____ MATERIALS PROVIDED

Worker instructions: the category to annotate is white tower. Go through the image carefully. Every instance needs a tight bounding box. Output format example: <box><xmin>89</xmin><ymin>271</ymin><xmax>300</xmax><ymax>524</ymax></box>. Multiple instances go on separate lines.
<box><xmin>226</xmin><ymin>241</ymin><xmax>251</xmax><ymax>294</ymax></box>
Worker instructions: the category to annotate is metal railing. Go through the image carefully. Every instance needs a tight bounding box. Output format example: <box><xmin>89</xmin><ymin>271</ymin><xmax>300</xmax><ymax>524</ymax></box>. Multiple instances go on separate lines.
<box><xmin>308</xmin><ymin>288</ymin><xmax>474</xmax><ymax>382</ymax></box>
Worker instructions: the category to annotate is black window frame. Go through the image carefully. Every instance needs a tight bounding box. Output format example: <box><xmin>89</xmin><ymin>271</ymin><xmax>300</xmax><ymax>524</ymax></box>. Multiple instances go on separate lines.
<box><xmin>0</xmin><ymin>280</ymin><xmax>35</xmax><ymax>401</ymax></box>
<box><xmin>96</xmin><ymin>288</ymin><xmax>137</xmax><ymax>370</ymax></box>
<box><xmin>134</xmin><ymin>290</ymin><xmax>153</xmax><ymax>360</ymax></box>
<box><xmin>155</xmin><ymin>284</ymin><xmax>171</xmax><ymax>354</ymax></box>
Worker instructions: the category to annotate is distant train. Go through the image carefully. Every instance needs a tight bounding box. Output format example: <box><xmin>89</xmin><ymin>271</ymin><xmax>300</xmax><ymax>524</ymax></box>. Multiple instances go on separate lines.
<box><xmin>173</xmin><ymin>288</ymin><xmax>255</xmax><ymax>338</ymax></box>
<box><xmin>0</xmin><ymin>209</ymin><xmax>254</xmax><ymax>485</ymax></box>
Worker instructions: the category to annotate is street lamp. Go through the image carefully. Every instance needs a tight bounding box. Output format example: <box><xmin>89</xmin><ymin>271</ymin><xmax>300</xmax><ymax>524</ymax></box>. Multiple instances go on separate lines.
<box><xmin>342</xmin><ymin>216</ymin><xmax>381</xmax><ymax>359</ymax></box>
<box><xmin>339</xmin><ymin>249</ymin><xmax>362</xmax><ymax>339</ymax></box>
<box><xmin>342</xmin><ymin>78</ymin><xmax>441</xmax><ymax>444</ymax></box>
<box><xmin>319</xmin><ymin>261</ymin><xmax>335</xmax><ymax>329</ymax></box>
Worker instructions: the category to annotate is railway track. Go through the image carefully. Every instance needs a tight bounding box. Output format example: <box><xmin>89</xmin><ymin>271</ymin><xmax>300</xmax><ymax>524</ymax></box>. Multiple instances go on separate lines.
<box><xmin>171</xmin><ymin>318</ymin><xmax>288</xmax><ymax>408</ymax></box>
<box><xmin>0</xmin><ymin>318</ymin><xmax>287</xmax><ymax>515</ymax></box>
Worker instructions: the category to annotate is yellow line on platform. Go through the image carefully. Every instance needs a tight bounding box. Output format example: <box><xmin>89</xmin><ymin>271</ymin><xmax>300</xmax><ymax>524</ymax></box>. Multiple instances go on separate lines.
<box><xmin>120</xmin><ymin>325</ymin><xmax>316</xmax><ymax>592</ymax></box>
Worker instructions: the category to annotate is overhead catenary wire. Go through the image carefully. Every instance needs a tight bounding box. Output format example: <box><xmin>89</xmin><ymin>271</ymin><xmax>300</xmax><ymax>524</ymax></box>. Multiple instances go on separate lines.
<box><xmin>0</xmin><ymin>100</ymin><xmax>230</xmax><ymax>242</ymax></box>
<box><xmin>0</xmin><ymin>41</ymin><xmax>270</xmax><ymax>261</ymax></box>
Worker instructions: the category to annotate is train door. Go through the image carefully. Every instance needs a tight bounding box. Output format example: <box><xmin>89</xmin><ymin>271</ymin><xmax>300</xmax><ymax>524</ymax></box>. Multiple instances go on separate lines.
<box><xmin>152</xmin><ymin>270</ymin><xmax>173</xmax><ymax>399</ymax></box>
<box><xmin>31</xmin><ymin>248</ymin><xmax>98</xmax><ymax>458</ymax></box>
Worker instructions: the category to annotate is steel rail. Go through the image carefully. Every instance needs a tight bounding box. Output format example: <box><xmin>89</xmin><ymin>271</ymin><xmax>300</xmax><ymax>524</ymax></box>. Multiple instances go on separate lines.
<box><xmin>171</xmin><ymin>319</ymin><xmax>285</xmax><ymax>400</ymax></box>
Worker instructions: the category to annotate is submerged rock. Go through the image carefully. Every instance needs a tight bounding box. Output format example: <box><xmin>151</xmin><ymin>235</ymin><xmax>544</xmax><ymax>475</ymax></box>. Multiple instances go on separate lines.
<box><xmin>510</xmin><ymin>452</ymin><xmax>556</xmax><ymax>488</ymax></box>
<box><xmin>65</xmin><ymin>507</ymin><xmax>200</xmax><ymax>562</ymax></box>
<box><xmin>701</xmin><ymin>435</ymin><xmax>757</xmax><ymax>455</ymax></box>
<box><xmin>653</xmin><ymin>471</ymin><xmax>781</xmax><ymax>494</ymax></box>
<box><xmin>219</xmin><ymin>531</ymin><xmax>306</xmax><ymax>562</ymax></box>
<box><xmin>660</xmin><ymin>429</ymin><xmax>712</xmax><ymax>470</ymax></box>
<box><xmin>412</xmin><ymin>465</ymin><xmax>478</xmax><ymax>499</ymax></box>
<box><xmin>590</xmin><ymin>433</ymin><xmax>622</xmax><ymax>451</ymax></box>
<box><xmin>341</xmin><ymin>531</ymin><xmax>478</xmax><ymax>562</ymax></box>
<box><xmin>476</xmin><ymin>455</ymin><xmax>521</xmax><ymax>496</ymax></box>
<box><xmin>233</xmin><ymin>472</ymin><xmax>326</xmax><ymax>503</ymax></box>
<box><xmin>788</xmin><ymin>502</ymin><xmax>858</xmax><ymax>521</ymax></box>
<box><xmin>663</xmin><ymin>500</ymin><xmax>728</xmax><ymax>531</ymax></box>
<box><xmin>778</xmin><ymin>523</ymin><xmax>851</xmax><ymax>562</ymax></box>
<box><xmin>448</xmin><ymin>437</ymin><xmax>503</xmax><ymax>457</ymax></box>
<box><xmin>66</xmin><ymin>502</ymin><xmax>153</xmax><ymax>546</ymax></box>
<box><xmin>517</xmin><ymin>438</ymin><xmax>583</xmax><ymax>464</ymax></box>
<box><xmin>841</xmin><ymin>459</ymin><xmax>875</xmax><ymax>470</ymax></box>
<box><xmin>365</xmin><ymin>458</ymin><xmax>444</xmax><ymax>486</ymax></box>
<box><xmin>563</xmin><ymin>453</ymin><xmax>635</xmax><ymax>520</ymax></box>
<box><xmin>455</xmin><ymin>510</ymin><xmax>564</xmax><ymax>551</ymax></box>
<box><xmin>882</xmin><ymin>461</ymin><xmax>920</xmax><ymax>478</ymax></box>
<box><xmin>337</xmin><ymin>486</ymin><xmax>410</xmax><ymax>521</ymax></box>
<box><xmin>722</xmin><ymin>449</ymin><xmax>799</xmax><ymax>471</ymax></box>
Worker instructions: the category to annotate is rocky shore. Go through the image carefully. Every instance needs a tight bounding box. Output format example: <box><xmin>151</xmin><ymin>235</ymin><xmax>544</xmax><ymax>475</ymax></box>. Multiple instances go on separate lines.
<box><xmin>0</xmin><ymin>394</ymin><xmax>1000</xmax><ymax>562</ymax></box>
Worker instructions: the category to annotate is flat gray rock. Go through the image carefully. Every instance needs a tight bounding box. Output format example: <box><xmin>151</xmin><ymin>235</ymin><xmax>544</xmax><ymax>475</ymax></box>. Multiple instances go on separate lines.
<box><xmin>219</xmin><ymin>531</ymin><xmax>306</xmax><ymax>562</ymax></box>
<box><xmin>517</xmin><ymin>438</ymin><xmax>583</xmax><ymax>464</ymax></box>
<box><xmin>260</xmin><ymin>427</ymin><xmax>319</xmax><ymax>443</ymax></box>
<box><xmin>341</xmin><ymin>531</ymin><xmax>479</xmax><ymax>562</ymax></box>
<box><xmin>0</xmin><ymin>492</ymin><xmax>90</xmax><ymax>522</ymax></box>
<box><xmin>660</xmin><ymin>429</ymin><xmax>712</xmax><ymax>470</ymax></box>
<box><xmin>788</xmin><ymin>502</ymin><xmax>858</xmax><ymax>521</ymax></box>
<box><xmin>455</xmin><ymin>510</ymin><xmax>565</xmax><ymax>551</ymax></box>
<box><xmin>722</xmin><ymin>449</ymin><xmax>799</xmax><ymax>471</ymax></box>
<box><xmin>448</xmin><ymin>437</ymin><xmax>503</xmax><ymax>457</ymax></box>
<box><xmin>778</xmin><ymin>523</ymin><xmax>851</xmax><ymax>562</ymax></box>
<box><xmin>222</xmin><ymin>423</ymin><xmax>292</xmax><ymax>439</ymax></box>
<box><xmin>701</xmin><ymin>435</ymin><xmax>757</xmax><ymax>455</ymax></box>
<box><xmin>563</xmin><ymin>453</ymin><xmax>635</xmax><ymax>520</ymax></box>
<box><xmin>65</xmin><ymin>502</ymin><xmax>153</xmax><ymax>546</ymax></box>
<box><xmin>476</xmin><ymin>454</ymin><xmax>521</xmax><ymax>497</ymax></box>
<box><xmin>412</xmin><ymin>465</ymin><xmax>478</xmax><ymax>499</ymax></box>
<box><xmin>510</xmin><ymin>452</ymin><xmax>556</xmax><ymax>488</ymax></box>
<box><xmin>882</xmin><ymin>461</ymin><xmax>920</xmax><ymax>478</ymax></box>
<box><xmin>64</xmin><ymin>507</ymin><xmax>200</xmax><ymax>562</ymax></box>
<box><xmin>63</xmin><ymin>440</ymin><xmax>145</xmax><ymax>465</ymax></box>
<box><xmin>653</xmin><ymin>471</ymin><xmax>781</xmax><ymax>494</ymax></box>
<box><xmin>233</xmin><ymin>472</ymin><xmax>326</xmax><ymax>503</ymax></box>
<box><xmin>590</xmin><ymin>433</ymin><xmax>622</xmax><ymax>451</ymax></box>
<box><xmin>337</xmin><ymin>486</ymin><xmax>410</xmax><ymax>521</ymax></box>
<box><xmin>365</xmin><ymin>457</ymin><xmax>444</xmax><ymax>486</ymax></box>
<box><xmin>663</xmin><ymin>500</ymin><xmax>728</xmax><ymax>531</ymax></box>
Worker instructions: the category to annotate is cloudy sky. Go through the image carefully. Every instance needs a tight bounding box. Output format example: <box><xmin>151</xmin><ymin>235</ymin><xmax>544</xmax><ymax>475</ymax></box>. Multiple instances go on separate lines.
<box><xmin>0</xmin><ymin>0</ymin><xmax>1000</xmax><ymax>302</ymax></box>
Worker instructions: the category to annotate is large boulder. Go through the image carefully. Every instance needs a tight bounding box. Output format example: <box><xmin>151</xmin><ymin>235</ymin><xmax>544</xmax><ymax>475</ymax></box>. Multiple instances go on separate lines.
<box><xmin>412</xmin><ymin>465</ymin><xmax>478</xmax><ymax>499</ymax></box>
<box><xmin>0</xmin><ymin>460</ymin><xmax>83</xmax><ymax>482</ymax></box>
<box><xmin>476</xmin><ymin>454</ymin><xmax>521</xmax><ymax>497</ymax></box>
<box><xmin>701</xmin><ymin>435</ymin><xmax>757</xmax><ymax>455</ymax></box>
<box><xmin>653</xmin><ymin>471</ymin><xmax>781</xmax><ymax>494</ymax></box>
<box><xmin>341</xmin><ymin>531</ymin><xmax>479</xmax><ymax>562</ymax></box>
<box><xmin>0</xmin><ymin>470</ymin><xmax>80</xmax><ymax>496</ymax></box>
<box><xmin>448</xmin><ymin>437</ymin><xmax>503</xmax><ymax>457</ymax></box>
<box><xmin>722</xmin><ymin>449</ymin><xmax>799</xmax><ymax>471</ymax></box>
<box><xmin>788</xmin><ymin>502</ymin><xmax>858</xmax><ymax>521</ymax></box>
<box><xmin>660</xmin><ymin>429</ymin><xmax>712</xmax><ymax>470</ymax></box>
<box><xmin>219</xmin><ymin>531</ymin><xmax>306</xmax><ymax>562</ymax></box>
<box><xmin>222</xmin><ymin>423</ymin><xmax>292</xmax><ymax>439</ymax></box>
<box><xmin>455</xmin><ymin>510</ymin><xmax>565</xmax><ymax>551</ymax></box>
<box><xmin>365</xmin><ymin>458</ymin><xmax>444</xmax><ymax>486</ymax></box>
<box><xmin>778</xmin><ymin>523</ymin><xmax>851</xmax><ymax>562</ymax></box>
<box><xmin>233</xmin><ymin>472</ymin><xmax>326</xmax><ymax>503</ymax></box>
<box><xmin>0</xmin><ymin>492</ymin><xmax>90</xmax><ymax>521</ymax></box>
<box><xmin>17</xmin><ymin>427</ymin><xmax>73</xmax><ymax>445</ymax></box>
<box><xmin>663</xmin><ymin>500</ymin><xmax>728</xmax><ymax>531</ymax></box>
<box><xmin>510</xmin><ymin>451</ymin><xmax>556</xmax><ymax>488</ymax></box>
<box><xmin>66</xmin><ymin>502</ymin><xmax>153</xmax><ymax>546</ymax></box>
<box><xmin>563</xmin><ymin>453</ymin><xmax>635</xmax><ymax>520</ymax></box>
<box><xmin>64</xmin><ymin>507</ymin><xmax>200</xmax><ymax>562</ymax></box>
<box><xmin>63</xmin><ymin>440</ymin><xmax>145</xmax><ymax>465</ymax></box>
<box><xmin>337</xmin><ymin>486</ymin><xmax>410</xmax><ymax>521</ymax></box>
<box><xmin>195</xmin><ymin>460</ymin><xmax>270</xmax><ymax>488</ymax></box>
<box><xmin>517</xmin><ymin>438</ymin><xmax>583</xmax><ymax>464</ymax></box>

________

### [WRITTEN INSTRUCTION]
Please extract each line of the records that contains the word "train". Case counts.

### [ANSWER IN FULL]
Worker instructions: the category to annotate is distant train. Go through the image carefully. Every instance needs a tight bounding box. Output format example: <box><xmin>89</xmin><ymin>271</ymin><xmax>300</xmax><ymax>524</ymax></box>. Multiple instances go on separate lines.
Worker instructions: the category to annotate is train door. Go through the image carefully. Every instance needs a tight bounding box. Output format example: <box><xmin>89</xmin><ymin>271</ymin><xmax>300</xmax><ymax>524</ymax></box>. Multiple instances go on separate lines.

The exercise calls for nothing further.